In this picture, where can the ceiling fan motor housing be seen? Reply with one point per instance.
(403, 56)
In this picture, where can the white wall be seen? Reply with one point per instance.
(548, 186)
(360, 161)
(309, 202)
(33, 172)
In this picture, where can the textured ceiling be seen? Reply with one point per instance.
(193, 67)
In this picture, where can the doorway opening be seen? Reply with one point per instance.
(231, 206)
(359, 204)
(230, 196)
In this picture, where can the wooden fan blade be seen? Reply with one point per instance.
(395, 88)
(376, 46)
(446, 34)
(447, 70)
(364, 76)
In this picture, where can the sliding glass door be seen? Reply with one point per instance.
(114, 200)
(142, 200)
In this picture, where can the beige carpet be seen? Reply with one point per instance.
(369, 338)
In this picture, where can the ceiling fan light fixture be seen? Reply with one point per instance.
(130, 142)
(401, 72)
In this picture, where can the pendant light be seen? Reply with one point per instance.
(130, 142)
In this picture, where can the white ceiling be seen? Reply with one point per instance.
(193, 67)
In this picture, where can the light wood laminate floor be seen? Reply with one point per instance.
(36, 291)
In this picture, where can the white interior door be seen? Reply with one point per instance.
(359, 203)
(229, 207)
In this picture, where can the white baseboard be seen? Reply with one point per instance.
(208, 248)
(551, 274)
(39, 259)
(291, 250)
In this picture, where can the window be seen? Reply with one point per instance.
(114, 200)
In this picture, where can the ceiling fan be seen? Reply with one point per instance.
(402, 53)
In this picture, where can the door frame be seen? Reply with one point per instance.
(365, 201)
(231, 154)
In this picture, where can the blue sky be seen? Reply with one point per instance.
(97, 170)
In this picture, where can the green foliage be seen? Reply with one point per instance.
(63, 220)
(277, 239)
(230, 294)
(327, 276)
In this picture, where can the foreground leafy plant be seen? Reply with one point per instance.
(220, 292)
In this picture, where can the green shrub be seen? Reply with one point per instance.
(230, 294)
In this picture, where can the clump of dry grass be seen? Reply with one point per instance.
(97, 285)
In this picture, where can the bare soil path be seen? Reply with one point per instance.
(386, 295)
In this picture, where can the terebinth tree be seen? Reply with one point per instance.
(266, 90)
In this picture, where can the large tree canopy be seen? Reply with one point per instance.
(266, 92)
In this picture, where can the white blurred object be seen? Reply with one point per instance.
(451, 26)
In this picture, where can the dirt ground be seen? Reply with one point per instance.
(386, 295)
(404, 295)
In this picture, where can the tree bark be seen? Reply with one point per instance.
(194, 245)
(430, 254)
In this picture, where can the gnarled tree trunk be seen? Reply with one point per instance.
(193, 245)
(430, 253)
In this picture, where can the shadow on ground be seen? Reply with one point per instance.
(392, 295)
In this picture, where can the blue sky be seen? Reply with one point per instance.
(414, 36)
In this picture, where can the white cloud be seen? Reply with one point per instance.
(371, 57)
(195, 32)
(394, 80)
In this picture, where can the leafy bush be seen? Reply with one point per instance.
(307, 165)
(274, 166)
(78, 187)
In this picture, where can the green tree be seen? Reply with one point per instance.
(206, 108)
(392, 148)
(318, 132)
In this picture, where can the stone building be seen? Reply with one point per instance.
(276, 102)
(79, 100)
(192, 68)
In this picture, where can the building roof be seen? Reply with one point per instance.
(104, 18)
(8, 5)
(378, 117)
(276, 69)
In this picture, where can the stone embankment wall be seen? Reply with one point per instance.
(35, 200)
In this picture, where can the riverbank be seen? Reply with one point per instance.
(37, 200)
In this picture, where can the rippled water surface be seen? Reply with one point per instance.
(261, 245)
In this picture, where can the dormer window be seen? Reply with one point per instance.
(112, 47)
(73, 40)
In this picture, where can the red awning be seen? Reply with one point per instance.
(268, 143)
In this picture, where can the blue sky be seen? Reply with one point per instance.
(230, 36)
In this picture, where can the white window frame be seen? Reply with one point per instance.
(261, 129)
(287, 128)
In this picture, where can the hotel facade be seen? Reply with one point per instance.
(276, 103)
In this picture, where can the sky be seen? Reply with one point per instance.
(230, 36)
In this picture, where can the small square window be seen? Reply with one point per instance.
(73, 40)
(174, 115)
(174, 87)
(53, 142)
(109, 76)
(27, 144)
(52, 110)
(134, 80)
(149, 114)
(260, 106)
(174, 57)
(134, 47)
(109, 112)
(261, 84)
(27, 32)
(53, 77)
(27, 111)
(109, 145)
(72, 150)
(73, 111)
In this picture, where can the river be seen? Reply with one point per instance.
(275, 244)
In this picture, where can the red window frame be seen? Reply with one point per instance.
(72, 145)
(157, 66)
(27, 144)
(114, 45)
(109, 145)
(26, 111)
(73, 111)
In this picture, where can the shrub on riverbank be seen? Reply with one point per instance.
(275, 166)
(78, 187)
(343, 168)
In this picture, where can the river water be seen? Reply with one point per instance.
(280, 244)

Problem details
Repeat the entries above exactly, leaving nothing out.

Reply to the exercise
In this picture, where can the ceiling fan motor housing be seen? Reply with one point per instance.
(403, 56)
In this picture, where can the white wall be seen? Reply with one point per instance.
(548, 186)
(360, 161)
(309, 202)
(33, 172)
In this picture, where can the textured ceiling be seen? Reply with one point per instance.
(193, 67)
In this picture, where can the doorway opening be seen? Reply with one point per instance.
(231, 206)
(359, 204)
(230, 196)
In this picture, where can the wooden fan blade be seen? Reply with one point per instance.
(395, 88)
(376, 46)
(446, 34)
(447, 70)
(364, 76)
In this picture, where can the sliding glass door be seen? Reply with one point per instance.
(114, 200)
(142, 200)
In this picture, where can the beige carpet be seen? Reply with one point per instance.
(369, 338)
In this picture, where can the ceiling fan light fixture be seen? Reply with one point per instance.
(130, 142)
(401, 72)
In this picture, where can the pendant light be seen? Reply with one point per instance.
(130, 142)
In this picture, where can the white ceiling be seen? Reply with one point per instance.
(193, 67)
In this picture, where can the light wood laminate floor be seen? Reply with one point per instance.
(36, 291)
In this picture, where can the white interior door be seen? Reply with one point per instance.
(359, 203)
(229, 207)
In this picture, where can the white baseboard be seen? Reply with one point per instance.
(208, 248)
(551, 274)
(39, 259)
(291, 250)
In this picture, where can the window be seen? Reply with one point per instance.
(114, 200)
In this picture, where can the ceiling fan be seen? Reply with one point per instance.
(402, 53)
In this picture, where can the door frame be seen? Reply with one point per instance.
(365, 201)
(231, 154)
In this picture, where can the blue sky be seen? Reply with one point per instance.
(97, 170)
In this picture, where can the green foliage be seen? Reply with one point per instance.
(63, 220)
(277, 239)
(230, 294)
(327, 276)
In this picture, where can the foreground leafy plant be seen? Reply with one point per instance.
(220, 292)
In this picture, where can the green shrub be seen? Reply with one point per instance.
(230, 294)
In this picture, where can the clump of dry grass be seen? Reply with one point per instance.
(97, 285)
In this picture, where can the bare soil path be seen? Reply with one point per instance.
(386, 295)
In this picture, where can the terebinth tree be seen? Reply with one point per instance.
(266, 90)
In this picture, where can the large tree canopy be seen? Reply with one point per instance.
(266, 92)
In this picture, where can the white blurred object be seen? Reply with one point per instance.
(451, 26)
In this picture, where can the dirt ground be seen? Reply with one point per instance.
(386, 295)
(404, 295)
In this picture, where can the tree bark be seen? Reply with one point per instance.
(194, 245)
(430, 254)
In this picture, where can the gnarled tree trunk be seen? Reply with one point per instance.
(193, 245)
(430, 253)
In this picture, where can the shadow on ground be seen? Reply with one point per instance.
(392, 295)
In this picture, where can the blue sky be seen? Reply with one point per instance.
(414, 36)
In this picture, where can the white cloud be seen? Reply with one point per instance.
(371, 57)
(195, 32)
(394, 80)
In this picture, where can the leafy bush be seen? Reply with one point per instance.
(307, 165)
(274, 166)
(78, 187)
In this picture, where can the green tree be seen? Reply with one point per instance.
(206, 108)
(392, 148)
(318, 132)
In this picture, where can the stone building be seen? Reply with one point per instance.
(276, 102)
(79, 100)
(192, 68)
In this picture, where can the building roof be seen? Reply with one point per instance.
(104, 18)
(8, 5)
(378, 117)
(276, 69)
In this picture, where can the stone embankment wall be seen? Reply with one point per instance.
(35, 200)
In this picture, where can the riverbank be seen? Reply with one point per instance.
(37, 200)
In this picture, where can the rippled water surface be seen? Reply with one point per instance.
(261, 245)
In this picture, where can the dormer window be seen? Reply with one point per instance.
(112, 47)
(73, 40)
In this picture, where can the red awning be seen? Reply with one point per instance.
(268, 143)
In this picture, where can the blue sky be seen? Reply with one point per instance.
(230, 36)
In this picture, where can the white window frame be seen? Reply with one point per instance.
(261, 129)
(287, 128)
In this picture, where can the hotel facade be seen? Reply with one point per instance.
(276, 103)
In this picture, where can the sky be seen? Reply with one point per instance.
(230, 36)
In this picture, where can the small square window be seen? Reply with one point per instance.
(73, 40)
(174, 115)
(174, 87)
(53, 142)
(109, 76)
(27, 144)
(52, 110)
(134, 80)
(149, 114)
(260, 106)
(174, 57)
(134, 47)
(109, 112)
(261, 84)
(27, 32)
(53, 77)
(27, 111)
(109, 145)
(72, 150)
(73, 111)
In this picture, where can the river be seen? Reply with one point per instance.
(275, 244)
In this picture, where can the red window frame be seen? Reply with one point per instance.
(72, 145)
(157, 66)
(27, 144)
(114, 45)
(109, 145)
(26, 111)
(73, 111)
In this picture, where can the shrub on riverbank be seen? Reply with one point per instance.
(275, 166)
(78, 187)
(343, 168)
In this picture, where can the river water be seen? Reply with one point per instance.
(280, 244)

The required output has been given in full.